- [Objective]
Begin at the first line of the rows and stop after the line that contains "63 192 83 212", then arrange those lines as a Markdown table with a No. column holding each line's number and a Line column holding its text. Leave out any blank lines.

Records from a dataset
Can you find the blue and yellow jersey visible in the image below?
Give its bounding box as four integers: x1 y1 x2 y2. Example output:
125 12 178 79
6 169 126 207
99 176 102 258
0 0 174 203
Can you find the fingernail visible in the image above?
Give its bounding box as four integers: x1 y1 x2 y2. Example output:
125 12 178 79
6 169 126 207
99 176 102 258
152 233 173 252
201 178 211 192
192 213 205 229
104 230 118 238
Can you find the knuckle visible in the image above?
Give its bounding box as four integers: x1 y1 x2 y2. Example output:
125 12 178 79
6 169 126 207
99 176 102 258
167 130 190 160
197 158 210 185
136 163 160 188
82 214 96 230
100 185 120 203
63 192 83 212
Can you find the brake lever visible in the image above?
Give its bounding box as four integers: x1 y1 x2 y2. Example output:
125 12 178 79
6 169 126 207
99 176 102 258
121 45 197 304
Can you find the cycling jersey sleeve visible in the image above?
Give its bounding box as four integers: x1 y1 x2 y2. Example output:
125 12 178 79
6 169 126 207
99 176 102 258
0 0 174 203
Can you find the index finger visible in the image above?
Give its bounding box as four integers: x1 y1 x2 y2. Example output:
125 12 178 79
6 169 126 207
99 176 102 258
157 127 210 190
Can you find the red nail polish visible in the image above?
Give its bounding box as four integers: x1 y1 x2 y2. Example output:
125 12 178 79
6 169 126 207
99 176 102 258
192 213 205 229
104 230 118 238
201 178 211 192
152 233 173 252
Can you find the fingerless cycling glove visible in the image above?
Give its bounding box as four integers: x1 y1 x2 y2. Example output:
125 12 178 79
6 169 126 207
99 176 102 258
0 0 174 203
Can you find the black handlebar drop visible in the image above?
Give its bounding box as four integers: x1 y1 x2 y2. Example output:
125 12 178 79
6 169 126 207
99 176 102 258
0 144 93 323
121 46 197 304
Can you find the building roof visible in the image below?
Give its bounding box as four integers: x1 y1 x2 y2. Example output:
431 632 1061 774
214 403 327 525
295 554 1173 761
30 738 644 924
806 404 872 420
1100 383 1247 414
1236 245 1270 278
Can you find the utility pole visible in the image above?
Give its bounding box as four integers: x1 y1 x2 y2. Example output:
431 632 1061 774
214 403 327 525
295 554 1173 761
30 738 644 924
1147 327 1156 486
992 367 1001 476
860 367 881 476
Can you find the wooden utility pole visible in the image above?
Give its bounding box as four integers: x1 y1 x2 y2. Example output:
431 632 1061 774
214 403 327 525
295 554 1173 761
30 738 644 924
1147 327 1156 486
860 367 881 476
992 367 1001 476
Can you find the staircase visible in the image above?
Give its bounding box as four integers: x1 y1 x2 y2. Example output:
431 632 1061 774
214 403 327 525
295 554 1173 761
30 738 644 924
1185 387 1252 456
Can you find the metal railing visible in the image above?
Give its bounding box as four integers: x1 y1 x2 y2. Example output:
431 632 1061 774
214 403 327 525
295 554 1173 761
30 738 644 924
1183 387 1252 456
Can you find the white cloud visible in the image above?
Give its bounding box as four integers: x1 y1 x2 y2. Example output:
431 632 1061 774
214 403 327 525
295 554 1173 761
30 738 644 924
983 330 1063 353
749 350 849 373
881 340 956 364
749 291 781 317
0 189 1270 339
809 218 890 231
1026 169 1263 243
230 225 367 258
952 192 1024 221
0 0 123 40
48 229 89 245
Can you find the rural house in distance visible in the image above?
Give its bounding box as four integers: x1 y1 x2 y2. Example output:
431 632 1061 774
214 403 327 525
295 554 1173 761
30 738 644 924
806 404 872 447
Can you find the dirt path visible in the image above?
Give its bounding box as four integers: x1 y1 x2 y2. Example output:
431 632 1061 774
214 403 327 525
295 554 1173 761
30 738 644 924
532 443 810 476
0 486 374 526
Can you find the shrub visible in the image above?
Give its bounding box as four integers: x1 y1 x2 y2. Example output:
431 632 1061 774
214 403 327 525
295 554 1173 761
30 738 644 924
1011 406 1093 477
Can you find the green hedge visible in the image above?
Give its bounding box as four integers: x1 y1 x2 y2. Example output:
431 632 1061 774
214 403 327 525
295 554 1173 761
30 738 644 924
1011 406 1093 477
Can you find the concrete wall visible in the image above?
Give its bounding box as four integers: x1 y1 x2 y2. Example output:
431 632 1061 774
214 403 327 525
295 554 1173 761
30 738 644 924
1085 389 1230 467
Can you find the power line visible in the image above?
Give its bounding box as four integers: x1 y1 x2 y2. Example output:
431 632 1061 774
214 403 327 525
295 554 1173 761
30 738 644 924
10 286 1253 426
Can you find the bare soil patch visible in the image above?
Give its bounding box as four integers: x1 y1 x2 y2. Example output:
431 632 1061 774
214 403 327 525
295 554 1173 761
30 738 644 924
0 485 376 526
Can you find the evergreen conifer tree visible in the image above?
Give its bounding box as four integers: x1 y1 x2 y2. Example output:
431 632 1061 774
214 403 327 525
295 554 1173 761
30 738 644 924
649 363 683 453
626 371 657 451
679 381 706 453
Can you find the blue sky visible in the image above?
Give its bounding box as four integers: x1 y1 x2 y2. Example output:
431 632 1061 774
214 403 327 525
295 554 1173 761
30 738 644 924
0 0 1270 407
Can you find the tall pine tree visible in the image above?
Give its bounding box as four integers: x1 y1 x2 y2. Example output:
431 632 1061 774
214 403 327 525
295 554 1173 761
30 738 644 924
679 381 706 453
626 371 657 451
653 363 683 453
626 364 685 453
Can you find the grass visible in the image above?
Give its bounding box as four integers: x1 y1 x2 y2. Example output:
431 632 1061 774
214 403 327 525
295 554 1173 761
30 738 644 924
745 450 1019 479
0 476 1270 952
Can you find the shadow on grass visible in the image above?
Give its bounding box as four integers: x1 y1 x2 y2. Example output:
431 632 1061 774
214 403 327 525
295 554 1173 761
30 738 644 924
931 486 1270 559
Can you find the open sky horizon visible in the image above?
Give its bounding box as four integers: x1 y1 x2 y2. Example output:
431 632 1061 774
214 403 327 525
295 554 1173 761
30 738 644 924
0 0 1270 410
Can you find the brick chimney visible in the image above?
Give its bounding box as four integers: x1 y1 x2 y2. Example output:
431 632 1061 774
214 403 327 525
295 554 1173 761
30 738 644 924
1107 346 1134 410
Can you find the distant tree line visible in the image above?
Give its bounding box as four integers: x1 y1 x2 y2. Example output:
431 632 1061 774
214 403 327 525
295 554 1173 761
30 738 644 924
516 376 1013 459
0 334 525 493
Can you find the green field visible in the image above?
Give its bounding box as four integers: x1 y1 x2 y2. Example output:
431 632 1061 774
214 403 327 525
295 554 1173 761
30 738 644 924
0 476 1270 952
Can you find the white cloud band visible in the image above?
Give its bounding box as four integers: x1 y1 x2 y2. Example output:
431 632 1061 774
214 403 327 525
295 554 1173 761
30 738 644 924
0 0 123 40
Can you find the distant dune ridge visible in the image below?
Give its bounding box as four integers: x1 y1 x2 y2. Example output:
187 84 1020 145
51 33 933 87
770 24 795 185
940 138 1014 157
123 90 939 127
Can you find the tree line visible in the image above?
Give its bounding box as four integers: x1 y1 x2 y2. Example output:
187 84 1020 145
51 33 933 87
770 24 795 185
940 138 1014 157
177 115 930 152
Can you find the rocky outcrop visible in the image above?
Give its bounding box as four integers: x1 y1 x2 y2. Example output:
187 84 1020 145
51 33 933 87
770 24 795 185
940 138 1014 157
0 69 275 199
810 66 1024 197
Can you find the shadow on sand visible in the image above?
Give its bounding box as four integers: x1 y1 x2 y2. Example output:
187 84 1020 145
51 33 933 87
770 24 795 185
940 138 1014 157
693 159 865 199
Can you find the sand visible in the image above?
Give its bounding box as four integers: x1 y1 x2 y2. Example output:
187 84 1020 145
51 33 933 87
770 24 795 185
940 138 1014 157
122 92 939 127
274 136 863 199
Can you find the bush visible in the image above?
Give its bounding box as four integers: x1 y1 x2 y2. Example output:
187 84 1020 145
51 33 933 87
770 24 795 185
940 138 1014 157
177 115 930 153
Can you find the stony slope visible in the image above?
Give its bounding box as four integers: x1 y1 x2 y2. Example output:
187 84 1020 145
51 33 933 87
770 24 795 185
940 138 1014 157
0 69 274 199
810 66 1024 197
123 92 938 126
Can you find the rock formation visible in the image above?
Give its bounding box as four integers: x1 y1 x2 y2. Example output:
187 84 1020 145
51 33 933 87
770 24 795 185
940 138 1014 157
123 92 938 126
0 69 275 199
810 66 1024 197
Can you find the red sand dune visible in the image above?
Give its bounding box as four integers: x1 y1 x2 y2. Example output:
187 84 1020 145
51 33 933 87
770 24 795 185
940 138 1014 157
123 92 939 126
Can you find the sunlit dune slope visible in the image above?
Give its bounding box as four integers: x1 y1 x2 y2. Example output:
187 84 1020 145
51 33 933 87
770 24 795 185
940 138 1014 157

- [Solved exercise]
| No. | Line |
|---|---|
| 1 | Can you find the blue and yellow jersey visible in the image below? |
| 2 | Give its bounding box as four integers: x1 y1 x2 y2. Example output: |
| 3 | 125 12 178 79 |
| 4 | 6 169 126 207 |
| 5 | 99 176 102 258 |
| 6 | 0 0 174 203 |
| 7 | Can you find the fingernail visible in the image above? |
| 8 | Give its bounding box as four integers: x1 y1 x2 y2. Example output: |
| 9 | 125 12 178 79 |
| 10 | 6 169 126 207 |
| 11 | 99 176 102 258 |
| 12 | 152 233 173 252 |
| 13 | 201 178 211 192 |
| 14 | 192 213 205 229 |
| 15 | 104 230 118 238 |
| 16 | Can you find the knuckle visible in the image above? |
| 17 | Give its bounding box as four integers: x1 y1 x2 y2. Example output: |
| 18 | 125 12 178 79 |
| 19 | 6 169 126 207 |
| 20 | 99 176 102 258 |
| 21 | 167 130 190 160 |
| 22 | 197 158 210 185 |
| 23 | 136 163 160 188 |
| 24 | 82 214 96 230 |
| 25 | 100 185 120 203 |
| 26 | 63 192 83 212 |